Exercise: Which lines of the data below include the string "wall"? Return each of them.

Supplied data:
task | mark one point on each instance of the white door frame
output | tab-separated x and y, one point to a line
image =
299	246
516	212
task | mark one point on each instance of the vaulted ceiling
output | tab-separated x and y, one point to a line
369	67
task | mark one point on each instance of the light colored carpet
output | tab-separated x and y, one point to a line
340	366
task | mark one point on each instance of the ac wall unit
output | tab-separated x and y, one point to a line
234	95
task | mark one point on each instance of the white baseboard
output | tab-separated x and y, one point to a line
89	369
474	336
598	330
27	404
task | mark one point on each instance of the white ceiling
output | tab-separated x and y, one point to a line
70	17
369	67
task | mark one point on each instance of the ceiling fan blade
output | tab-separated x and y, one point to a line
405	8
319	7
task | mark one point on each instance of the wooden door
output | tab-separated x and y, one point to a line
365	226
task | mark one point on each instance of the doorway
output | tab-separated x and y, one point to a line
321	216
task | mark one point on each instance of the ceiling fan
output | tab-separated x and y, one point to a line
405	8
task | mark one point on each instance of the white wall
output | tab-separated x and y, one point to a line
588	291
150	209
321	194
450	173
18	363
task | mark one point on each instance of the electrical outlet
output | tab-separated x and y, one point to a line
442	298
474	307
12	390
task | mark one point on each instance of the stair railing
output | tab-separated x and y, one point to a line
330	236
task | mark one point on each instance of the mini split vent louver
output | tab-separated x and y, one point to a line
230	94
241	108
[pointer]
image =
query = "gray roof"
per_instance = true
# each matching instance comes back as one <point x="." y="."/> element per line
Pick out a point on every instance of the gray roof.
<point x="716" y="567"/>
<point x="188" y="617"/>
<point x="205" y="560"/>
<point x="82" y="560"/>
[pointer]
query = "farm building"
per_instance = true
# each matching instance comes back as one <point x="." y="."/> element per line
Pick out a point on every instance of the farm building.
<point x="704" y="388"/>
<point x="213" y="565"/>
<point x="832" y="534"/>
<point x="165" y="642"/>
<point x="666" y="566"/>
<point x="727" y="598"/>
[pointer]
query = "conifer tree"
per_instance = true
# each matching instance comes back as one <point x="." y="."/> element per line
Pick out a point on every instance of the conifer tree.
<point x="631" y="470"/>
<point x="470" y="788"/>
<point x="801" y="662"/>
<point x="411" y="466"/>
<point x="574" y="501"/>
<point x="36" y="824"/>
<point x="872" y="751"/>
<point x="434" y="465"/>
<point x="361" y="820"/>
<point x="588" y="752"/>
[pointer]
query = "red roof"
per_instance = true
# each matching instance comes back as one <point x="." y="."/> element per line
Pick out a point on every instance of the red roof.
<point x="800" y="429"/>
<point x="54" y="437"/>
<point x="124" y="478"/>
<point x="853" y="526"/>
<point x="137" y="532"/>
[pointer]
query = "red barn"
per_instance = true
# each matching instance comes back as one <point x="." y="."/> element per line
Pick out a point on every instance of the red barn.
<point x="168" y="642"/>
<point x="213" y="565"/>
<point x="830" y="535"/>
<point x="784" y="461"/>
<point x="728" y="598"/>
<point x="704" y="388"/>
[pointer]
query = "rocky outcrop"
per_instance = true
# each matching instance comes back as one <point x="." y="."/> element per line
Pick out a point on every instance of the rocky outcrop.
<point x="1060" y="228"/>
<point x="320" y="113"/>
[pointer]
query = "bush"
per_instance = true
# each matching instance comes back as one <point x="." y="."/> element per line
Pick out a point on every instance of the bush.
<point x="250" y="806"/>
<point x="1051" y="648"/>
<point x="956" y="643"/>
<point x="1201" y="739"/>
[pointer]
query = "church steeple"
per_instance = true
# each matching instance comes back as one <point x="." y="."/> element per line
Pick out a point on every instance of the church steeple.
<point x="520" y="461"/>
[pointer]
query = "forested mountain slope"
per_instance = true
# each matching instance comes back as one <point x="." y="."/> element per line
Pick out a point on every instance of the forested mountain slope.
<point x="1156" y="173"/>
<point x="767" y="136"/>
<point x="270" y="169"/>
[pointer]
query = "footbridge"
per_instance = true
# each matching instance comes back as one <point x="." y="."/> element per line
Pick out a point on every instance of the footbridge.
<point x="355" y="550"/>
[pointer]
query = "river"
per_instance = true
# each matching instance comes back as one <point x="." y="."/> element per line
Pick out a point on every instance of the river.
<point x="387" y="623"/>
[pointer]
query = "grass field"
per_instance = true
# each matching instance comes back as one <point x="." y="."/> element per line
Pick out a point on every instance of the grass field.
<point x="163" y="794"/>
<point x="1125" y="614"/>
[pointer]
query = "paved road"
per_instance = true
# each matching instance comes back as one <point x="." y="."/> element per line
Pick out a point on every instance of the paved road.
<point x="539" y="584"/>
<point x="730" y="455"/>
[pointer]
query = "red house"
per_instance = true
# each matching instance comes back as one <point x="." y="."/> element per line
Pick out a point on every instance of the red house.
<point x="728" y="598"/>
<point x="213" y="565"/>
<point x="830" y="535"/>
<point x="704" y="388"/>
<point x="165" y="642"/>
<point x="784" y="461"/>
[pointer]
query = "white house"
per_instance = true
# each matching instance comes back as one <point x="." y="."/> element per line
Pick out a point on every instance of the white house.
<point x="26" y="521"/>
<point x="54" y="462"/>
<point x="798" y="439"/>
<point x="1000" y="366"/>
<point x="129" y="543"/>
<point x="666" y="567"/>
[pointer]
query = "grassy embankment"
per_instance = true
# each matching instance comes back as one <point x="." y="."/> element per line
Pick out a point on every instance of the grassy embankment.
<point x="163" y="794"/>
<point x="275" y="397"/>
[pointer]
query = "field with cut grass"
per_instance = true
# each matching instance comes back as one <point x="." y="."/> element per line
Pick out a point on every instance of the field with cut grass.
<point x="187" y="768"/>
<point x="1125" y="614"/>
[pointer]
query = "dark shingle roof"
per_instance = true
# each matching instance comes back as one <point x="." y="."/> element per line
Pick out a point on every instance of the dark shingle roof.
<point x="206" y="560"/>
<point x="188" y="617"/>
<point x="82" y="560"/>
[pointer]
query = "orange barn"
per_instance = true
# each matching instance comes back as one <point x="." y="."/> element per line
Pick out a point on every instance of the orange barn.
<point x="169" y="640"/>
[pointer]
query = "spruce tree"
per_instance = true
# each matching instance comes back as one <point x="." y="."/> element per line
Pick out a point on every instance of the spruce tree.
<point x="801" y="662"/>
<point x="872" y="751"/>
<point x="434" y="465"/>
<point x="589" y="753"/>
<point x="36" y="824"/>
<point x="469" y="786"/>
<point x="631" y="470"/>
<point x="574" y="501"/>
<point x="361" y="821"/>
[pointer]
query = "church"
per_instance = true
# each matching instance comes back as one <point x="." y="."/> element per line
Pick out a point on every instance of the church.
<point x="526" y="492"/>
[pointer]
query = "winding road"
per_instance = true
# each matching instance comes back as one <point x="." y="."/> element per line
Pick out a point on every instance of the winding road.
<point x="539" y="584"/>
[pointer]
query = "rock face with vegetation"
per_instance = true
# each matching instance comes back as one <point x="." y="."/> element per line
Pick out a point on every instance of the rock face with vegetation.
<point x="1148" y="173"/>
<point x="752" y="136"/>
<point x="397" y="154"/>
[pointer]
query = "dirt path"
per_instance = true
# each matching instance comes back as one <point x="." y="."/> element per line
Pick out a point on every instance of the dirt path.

Response:
task | mark one point on each instance of the ac wall unit
task | mark one point on each instance of the white wall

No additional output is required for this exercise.